[Source records]
>>>>

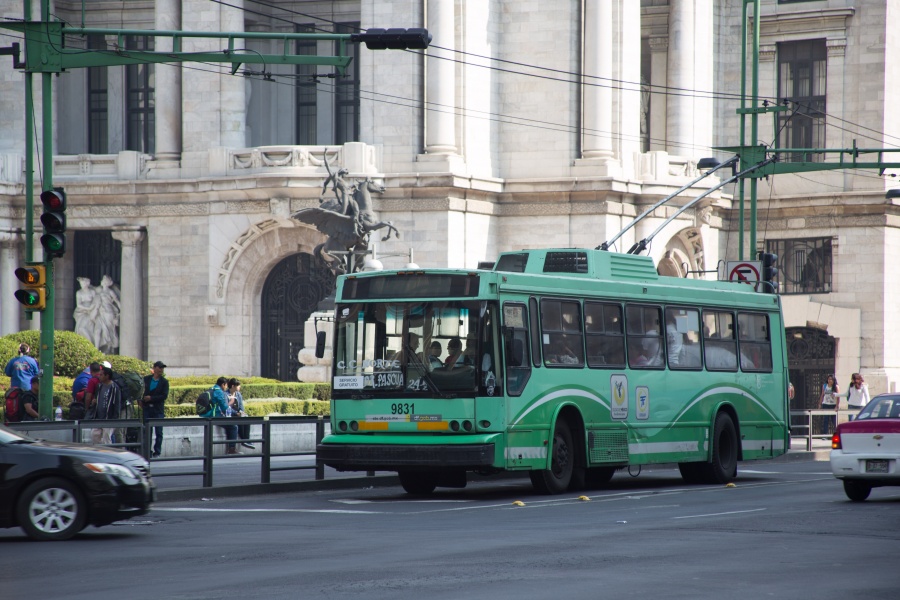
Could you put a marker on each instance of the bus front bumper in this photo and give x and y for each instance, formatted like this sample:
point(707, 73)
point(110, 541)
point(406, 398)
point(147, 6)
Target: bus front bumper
point(398, 457)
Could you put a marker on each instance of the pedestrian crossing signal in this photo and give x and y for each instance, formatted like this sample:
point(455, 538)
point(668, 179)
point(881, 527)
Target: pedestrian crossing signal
point(34, 296)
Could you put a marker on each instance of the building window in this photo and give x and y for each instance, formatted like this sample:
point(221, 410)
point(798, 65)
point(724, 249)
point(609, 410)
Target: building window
point(804, 266)
point(98, 102)
point(801, 80)
point(346, 93)
point(139, 103)
point(306, 90)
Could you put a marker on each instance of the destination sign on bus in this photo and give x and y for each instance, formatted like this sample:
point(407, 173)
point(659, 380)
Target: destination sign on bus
point(411, 285)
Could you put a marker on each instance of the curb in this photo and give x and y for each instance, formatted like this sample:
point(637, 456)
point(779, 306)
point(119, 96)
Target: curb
point(346, 483)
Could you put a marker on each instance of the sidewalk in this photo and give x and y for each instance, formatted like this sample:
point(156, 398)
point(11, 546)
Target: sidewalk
point(240, 476)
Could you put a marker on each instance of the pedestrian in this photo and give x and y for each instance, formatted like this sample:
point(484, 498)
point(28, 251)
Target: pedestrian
point(236, 402)
point(857, 394)
point(22, 368)
point(828, 400)
point(220, 409)
point(156, 391)
point(79, 385)
point(29, 401)
point(108, 405)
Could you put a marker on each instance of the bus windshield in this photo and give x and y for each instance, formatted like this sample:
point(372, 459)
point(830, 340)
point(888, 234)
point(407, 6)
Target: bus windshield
point(430, 348)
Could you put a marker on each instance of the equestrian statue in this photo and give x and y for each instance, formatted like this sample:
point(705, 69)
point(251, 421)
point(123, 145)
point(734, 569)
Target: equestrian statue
point(348, 219)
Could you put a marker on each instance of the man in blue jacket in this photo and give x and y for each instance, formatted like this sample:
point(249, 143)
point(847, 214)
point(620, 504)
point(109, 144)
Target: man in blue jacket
point(22, 368)
point(156, 390)
point(220, 409)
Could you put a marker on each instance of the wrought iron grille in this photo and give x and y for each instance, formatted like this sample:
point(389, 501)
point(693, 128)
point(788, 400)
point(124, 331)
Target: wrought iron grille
point(804, 266)
point(290, 295)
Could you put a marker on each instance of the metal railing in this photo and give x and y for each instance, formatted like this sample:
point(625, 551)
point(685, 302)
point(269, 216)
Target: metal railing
point(144, 431)
point(807, 423)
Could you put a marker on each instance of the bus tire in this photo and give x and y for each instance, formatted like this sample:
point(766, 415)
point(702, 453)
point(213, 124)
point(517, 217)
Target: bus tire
point(691, 472)
point(557, 478)
point(723, 467)
point(417, 483)
point(597, 477)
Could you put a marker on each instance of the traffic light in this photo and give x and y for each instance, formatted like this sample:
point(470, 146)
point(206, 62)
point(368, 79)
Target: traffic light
point(769, 271)
point(393, 39)
point(54, 220)
point(34, 296)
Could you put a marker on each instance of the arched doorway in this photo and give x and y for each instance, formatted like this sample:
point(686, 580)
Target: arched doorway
point(810, 360)
point(290, 294)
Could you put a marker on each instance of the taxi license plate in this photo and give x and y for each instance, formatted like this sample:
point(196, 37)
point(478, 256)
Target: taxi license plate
point(876, 466)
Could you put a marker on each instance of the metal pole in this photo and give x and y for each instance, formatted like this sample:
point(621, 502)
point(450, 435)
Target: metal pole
point(207, 454)
point(266, 475)
point(45, 401)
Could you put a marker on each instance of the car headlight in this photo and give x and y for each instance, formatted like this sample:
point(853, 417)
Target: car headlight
point(112, 469)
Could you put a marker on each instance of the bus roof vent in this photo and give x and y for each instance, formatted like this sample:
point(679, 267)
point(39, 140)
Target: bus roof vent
point(566, 262)
point(631, 266)
point(512, 263)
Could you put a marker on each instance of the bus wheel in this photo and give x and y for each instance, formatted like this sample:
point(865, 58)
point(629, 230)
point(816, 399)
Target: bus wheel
point(723, 467)
point(417, 483)
point(556, 479)
point(598, 477)
point(691, 472)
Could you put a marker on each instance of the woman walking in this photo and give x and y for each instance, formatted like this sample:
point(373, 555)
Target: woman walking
point(828, 401)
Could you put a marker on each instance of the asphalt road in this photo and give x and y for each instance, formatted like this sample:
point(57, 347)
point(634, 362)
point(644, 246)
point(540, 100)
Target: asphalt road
point(786, 530)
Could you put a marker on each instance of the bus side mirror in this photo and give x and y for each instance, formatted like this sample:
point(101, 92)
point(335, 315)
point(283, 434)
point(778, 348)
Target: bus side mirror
point(320, 344)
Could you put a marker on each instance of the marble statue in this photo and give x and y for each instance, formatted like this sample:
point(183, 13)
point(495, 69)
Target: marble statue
point(97, 313)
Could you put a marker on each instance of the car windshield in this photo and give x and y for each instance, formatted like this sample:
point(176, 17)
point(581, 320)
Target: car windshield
point(416, 348)
point(8, 436)
point(881, 407)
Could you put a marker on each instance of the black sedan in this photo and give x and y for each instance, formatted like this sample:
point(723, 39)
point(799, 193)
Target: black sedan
point(54, 490)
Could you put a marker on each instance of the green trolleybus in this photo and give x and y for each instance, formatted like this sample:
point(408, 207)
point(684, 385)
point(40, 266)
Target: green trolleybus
point(568, 364)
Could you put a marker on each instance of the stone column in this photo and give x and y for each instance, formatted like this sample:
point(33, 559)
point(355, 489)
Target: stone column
point(679, 104)
point(10, 309)
point(598, 79)
point(131, 317)
point(440, 84)
point(168, 85)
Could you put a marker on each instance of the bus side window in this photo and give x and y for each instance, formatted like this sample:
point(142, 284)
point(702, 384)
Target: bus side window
point(561, 334)
point(515, 336)
point(604, 335)
point(719, 349)
point(683, 338)
point(753, 336)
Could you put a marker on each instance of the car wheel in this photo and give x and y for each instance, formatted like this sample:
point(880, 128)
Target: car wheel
point(557, 478)
point(51, 509)
point(857, 490)
point(417, 483)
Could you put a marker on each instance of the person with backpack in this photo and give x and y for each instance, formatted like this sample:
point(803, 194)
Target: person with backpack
point(219, 408)
point(109, 405)
point(156, 390)
point(22, 368)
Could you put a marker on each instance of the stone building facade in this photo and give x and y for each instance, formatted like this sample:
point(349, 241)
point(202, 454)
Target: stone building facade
point(525, 124)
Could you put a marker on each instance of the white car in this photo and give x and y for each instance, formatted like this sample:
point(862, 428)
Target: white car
point(865, 452)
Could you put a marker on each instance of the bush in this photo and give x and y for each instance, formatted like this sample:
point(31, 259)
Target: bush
point(71, 352)
point(120, 364)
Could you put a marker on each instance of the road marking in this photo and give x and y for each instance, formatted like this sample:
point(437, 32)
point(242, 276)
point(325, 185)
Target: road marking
point(269, 510)
point(734, 512)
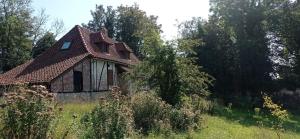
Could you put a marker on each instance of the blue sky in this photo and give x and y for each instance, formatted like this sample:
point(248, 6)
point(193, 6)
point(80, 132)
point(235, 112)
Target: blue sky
point(170, 12)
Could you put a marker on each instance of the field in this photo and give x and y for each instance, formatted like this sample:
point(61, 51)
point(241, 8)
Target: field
point(237, 124)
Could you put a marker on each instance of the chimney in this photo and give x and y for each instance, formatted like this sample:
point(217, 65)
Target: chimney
point(104, 31)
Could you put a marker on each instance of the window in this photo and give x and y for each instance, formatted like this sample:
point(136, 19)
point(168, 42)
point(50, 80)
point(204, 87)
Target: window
point(66, 45)
point(104, 48)
point(124, 54)
point(78, 81)
point(110, 77)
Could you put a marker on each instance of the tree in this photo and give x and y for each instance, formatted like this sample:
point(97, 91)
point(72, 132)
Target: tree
point(170, 72)
point(126, 23)
point(15, 27)
point(43, 43)
point(103, 18)
point(235, 48)
point(284, 25)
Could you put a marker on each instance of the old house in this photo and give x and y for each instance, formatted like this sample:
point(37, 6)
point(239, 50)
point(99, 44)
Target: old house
point(81, 61)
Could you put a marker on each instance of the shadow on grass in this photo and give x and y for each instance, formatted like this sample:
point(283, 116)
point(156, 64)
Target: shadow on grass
point(249, 118)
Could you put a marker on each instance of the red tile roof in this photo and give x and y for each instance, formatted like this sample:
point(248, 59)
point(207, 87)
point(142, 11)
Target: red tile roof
point(54, 61)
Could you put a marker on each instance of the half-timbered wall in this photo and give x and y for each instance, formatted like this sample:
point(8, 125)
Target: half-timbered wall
point(94, 73)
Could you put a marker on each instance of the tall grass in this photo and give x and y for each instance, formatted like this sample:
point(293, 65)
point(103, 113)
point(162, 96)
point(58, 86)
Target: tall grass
point(238, 125)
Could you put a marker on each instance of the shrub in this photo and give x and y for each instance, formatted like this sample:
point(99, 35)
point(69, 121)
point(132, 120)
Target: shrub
point(110, 119)
point(188, 114)
point(182, 119)
point(28, 112)
point(278, 113)
point(150, 113)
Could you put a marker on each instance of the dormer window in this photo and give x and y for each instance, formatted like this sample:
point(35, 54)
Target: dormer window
point(66, 45)
point(104, 48)
point(125, 54)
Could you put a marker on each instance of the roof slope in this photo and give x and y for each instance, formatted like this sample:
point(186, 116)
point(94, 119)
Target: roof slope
point(55, 61)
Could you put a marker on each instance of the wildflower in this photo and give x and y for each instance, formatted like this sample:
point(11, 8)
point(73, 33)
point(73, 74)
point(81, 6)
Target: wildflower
point(18, 113)
point(74, 116)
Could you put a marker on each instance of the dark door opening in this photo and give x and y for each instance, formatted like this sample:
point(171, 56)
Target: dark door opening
point(78, 81)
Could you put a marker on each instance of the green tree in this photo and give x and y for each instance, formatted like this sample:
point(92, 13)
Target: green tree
point(43, 43)
point(15, 26)
point(235, 48)
point(132, 23)
point(126, 23)
point(103, 18)
point(284, 25)
point(169, 71)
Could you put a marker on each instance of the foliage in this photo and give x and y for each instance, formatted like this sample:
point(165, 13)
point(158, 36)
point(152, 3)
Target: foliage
point(150, 113)
point(15, 27)
point(129, 24)
point(184, 119)
point(171, 71)
point(110, 119)
point(278, 113)
point(28, 112)
point(103, 17)
point(43, 43)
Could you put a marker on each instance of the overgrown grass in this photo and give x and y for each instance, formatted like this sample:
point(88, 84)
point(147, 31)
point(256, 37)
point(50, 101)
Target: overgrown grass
point(237, 124)
point(68, 122)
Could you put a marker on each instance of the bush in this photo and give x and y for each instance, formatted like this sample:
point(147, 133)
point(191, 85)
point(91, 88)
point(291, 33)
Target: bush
point(110, 119)
point(28, 112)
point(150, 113)
point(188, 114)
point(182, 119)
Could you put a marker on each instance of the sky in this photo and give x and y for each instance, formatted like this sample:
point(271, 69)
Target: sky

<<<<

### INSTRUCTIONS TO FOLLOW
Please write out, exactly as they appear above, only the lines in the stretch from the line with "point(685, 302)" through the line with "point(368, 79)".

### REPLY
point(685, 302)
point(269, 216)
Target: metal railing
point(144, 431)
point(807, 423)
Could you put a marker on each instance of the bus tire in this photo and give x and y for each instance, formatted like this sample:
point(766, 415)
point(702, 453)
point(213, 124)
point(517, 217)
Target: bus tire
point(691, 472)
point(557, 478)
point(723, 467)
point(417, 483)
point(597, 477)
Could you put a marker on each instance of the traffic light in this photo and give x and y for each instance, formatted like this sample:
point(470, 146)
point(206, 62)
point(368, 79)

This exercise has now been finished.